What needs to be done: Rewrite each item below with "field of goldfields" changed to "meadow of goldfields" and nothing else altered. Omit the pictures from your output.

Exercise material:
>> START

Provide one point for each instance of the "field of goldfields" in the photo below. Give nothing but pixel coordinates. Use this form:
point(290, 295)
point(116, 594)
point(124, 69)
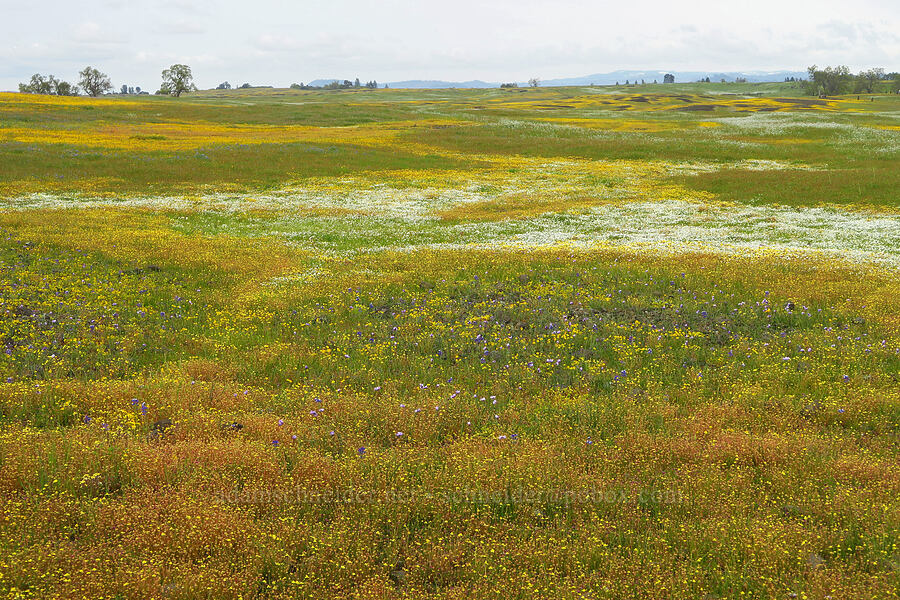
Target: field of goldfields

>> END

Right answer:
Provide one point for each instance of the "meadow of goldfields" in the photo below. Give nothing but pixel coordinates. Use this form:
point(290, 295)
point(116, 594)
point(124, 69)
Target: meadow of goldfields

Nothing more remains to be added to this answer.